In the weeks before the opening, contractors discovered that many of the blue-tinted double-glazed units exhibited streaking and dark shadows. Initially treated as dirt accumulated during transportation from Germany, the marks were soon suspected to be condensation trapped between the panes, raising the prospect of wholesale replacement at a cost of several hundred thousand pounds. Espley-Tyas commissioned chemists at the University of Bristol to identify the cause and devise a cleaning method; their recommendations, implemented in early 1985, largely resolved the problem without full replacement. Later criticisms of the glass were given by architectural scholar John Punter, who describes the façade as "tear-stained" in appearance after reacting with insulation materials.

=== Ownership changes and letting ===
Financial difficulties at the parent company led to Stock Exchange suspension of Espley Trust shares in January 1985, but a restructuring deal allowed work on Spectrum to continue. Shortly afterwards, Prudential Assurance acquired the freehold, and active marketing resumed. While full occupation was not achieved until the late 1980s, early lessees praised the building's raised floors, advanced HVAC, and energy-saving solar-heated water system that offset its night-time illumination.

Tenants since the 1990s have included Morgan McKinley, Civica, Bupa Healthcare, and the RAC Legal Services Division. The RAC's in-house legal service, among the first major occupants, was based in Spectrum during a widely reported 1985 litigation case.

Tasks to carry out:
• A. Answer these questions using the passage on the Spectrum building:
(i) From which country were the double-glazed units transported?
(ii) Which company acquired the freehold after the restructuring deal?
(iii) In what month and year were Espley Trust shares suspended on the Stock Exchange?
• B. Copy the stretch of the passage on the Spectrum building from "Tenants since the" through "1985 litigation case.", word for word.
The data that comes after this point was taken from a separate source.

Dataset extract:
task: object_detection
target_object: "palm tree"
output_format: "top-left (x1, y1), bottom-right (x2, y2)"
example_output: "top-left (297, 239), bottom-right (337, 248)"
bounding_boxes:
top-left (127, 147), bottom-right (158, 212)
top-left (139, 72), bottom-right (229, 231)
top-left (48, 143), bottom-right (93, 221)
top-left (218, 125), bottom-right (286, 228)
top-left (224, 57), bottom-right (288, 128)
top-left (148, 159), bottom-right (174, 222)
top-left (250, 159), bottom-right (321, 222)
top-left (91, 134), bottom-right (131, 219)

Outputs by task:
• A.
(i) Germany
(ii) Prudential Assurance
(iii) January 1985

• B.
Tenants since the 1990s have included Morgan McKinley, Civica, Bupa Healthcare, and the RAC Legal Services Division. The RAC's in-house legal service, among the first major occupants, was based in Spectrum during a widely reported 1985 litigation case.